## Required work
Report every line in the run of records below that contains the word "outline", copying each such line in full.

A run of records
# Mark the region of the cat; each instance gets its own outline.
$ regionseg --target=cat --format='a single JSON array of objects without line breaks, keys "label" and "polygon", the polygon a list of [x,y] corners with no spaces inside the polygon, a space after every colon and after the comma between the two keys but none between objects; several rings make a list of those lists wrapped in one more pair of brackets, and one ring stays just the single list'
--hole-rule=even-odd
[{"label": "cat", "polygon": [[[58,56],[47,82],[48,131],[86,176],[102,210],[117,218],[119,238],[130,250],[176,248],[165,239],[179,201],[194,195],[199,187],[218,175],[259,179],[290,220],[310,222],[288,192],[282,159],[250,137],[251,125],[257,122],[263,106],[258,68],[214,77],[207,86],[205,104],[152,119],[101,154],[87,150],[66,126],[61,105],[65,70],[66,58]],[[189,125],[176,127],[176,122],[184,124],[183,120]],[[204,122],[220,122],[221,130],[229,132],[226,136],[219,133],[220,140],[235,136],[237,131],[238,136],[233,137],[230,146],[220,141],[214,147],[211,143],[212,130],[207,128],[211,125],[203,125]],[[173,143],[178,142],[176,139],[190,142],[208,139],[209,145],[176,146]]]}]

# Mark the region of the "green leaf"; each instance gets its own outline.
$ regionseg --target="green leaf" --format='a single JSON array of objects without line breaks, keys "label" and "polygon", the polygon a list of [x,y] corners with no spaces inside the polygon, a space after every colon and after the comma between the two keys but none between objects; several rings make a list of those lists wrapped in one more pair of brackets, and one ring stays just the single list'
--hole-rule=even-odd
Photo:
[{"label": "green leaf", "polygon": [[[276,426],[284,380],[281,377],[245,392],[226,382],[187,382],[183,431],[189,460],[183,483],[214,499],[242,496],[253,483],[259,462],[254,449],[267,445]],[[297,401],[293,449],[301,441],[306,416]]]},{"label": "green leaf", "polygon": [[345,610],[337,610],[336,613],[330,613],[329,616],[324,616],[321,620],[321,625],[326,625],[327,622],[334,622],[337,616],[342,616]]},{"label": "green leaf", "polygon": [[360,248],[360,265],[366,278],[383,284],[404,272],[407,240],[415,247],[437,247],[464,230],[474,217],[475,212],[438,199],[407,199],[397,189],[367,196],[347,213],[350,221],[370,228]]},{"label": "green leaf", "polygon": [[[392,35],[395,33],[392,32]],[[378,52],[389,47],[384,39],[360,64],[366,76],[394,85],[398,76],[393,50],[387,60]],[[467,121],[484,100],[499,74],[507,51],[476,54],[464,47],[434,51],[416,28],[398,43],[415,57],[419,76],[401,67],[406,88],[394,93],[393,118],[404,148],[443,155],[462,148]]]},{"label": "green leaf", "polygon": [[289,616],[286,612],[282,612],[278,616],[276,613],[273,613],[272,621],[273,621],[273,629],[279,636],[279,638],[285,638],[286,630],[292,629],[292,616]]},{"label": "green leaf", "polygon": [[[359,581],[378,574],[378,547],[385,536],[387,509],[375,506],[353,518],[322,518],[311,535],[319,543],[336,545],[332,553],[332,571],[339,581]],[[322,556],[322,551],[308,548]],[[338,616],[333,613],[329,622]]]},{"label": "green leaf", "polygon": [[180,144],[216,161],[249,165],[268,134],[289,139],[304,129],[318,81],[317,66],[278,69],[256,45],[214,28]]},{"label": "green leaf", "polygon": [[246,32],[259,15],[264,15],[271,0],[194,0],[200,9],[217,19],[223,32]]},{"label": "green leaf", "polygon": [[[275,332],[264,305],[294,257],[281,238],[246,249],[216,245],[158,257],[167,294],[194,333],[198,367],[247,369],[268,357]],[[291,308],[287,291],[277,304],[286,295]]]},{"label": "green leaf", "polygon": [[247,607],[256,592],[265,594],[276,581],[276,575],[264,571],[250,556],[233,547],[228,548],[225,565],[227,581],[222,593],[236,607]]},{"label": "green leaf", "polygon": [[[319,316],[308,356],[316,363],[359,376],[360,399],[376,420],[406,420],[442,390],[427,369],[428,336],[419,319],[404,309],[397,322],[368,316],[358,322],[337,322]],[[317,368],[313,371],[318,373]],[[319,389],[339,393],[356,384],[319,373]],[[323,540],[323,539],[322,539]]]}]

## Exercise result
# Mark the region of the cat; each instance gets its own outline.
# Mark the region of the "green leaf"; each instance gets its own outline.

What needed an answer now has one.